* [Exercise data]:
______________________________

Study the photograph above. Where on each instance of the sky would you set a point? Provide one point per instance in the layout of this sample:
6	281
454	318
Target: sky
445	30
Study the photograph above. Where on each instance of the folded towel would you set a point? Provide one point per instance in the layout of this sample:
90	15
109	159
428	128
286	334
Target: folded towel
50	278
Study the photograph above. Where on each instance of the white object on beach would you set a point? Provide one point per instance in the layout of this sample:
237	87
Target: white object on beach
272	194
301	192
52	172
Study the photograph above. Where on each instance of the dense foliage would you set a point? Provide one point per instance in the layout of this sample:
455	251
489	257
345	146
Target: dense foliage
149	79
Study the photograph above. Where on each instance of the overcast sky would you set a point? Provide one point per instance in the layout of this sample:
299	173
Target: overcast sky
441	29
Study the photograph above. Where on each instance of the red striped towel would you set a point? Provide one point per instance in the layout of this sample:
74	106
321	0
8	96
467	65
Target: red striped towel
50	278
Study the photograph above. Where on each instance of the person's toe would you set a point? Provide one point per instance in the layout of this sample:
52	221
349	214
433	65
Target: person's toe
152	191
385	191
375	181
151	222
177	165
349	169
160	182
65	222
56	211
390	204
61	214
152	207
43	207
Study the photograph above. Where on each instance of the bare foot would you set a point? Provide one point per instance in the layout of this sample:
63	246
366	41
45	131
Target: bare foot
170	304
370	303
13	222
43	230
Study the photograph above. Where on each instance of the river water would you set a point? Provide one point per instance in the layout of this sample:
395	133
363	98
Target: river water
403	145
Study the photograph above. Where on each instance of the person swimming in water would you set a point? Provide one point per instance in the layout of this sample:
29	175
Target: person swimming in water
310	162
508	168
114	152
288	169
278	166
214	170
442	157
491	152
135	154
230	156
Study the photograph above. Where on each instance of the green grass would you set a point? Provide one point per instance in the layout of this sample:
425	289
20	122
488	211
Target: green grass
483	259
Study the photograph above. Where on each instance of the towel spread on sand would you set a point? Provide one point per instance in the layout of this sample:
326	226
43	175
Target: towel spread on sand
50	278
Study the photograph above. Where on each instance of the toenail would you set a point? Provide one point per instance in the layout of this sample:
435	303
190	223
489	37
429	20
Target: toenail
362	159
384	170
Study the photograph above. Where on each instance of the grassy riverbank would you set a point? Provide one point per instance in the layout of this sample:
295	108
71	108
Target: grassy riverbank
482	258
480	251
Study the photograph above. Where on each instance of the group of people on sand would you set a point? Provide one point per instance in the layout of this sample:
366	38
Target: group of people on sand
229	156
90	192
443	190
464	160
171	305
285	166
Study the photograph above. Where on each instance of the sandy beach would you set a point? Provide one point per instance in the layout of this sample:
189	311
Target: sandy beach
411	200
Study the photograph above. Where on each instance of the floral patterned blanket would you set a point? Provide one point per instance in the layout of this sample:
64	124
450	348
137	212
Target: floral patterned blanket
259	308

______________________________

* [Task brief]: Could you copy out every line of the rows, from the line with "Study the photograph above. Where on each instance of the floral" through the last line, with the answer coordinates scaled by 1.05 and rounded to whole numbers, halves rounding up? Keep the requests and their sample coordinates unchanged.

* [Answer to this exercise]:
Study the photograph above. Where on each instance of the floral patterned blanket would you set a point? Provide one point per instance in the layout of this sample:
64	124
450	348
137	212
Target: floral patterned blanket
272	323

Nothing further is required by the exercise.